Aim: Render every entry exactly as it appears.

## START Records provided

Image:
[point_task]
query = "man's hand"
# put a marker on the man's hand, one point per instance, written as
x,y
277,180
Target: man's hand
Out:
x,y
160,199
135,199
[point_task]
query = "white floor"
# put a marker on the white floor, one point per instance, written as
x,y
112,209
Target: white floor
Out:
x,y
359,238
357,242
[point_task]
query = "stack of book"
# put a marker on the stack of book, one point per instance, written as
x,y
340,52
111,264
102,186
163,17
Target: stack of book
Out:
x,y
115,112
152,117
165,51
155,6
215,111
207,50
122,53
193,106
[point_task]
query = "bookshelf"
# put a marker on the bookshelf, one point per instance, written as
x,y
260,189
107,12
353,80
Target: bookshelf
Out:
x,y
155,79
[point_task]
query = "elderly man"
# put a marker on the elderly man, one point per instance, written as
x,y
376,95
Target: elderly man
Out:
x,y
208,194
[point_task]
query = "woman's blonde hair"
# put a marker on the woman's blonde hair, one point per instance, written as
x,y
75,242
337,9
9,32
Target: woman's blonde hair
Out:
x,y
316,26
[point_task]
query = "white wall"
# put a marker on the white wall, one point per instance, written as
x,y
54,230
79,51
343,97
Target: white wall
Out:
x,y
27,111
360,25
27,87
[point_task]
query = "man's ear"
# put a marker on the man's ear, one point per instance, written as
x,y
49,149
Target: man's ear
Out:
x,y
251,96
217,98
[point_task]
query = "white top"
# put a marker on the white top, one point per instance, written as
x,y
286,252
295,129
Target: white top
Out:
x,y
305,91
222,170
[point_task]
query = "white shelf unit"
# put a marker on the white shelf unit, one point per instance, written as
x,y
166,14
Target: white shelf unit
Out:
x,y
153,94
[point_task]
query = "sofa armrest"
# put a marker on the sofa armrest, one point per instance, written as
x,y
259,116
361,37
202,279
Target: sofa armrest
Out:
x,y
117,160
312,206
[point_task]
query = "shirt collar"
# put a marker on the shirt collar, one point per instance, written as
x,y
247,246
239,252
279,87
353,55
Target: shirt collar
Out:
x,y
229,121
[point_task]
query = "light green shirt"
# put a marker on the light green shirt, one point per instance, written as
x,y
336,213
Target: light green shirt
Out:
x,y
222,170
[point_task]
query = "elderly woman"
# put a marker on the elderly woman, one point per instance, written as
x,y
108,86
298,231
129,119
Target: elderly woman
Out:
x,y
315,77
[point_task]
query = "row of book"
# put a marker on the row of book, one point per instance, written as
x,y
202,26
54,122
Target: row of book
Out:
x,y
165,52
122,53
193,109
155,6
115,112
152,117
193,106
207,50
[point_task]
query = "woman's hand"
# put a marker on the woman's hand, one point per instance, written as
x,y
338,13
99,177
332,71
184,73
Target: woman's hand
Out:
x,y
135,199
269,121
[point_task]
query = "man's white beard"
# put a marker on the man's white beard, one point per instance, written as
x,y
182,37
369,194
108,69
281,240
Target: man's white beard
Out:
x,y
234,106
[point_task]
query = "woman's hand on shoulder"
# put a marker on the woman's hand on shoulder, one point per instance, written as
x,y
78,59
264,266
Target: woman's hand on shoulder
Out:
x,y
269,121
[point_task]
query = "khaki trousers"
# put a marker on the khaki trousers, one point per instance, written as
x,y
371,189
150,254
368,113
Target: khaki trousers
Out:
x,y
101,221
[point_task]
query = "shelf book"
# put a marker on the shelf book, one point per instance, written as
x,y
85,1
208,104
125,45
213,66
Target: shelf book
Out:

## END Records provided

Correct answer:
Image:
[point_task]
query = "man's hand"
# put a marker on the man's hand, one point per instance, written as
x,y
277,180
Target: man's hand
Out:
x,y
160,199
135,199
[point_task]
query = "white floor"
# put a marker on the white floor, one point per instance, written as
x,y
112,209
Target: white floor
Out:
x,y
359,238
357,242
[point_task]
query = "stack of book"
# put a marker on the stack of book, one point per instance, written as
x,y
340,52
111,264
102,186
163,17
Target: stack of book
Out:
x,y
115,112
152,117
165,51
155,6
215,111
207,50
122,53
193,106
[point_task]
query = "bookshelf"
# put a marker on the bookshelf, one point per instance, written as
x,y
260,189
107,12
353,80
Target: bookshelf
Out:
x,y
155,79
[point_task]
query = "elderly man"
# put a marker on the elderly man, one point per instance, written as
x,y
376,95
Target: elderly man
Out:
x,y
208,194
[point_task]
query = "woman's blonde hair"
# put a marker on the woman's blonde hair, one point per instance, written as
x,y
75,242
337,9
9,32
Target: woman's blonde hair
Out:
x,y
316,26
[point_task]
query = "white wall"
# put a marker on the white wall, one point per instance, written as
x,y
54,230
79,51
343,97
Target: white wall
Out:
x,y
27,111
360,25
27,87
[point_task]
query = "man's ear"
# put a marker on the man's ear, one point per instance, written as
x,y
49,149
Target: man's ear
Out:
x,y
251,96
217,98
[point_task]
query = "white top"
# put a marker on the white top, one point per instance, written as
x,y
286,252
295,129
Target: white top
Out:
x,y
305,91
222,170
[point_task]
query = "white shelf unit"
# put a marker on the white shelf unit, one point per instance, written as
x,y
166,14
Target: white shelf unit
Out:
x,y
153,94
[point_task]
query = "sofa armrest"
# put a marker on the sofa armrest, one point per instance, written as
x,y
259,116
361,37
202,279
Target: sofa armrest
Out:
x,y
117,160
312,206
[point_task]
query = "shirt collar"
# put a marker on the shirt collar, one point per instance, written as
x,y
247,246
239,252
279,87
353,55
Target: shirt collar
Out:
x,y
229,121
[point_task]
query = "light green shirt"
# put a marker on the light green shirt, one point per instance, written as
x,y
336,213
Target: light green shirt
Out:
x,y
222,170
[point_task]
query = "elderly woman"
# put a marker on the elderly woman, one point per instance, written as
x,y
108,86
298,231
129,119
Target: elderly woman
Out:
x,y
315,77
[point_task]
query = "row of book"
# put a marker on the row of book, one point per instance, written as
x,y
202,26
54,122
Target: row of book
Out:
x,y
165,52
122,53
193,109
155,6
115,112
152,117
193,106
207,50
[point_task]
query = "woman's hand"
# put a marker on the woman's hand, one point per instance, written as
x,y
338,13
99,177
332,71
184,73
Target: woman's hand
Out:
x,y
135,199
269,121
[point_task]
query = "man's white beard"
# put a marker on the man's white beard, one point per instance, written as
x,y
182,37
369,194
108,69
281,240
Target: man's white beard
Out:
x,y
234,106
[point_task]
query = "woman's hand on shoulder"
# put a marker on the woman's hand on shoulder, one point per instance, written as
x,y
78,59
264,266
Target: woman's hand on shoulder
Out:
x,y
269,121
[point_task]
query = "khaki trousers"
# put a marker on the khaki trousers, one point per instance, written as
x,y
371,189
150,254
368,113
Target: khaki trousers
Out:
x,y
101,221
[point_task]
query = "shelf book"
# put a marker on the shelf book, one point per instance, written as
x,y
85,1
208,104
125,45
213,66
Target: shelf book
Out:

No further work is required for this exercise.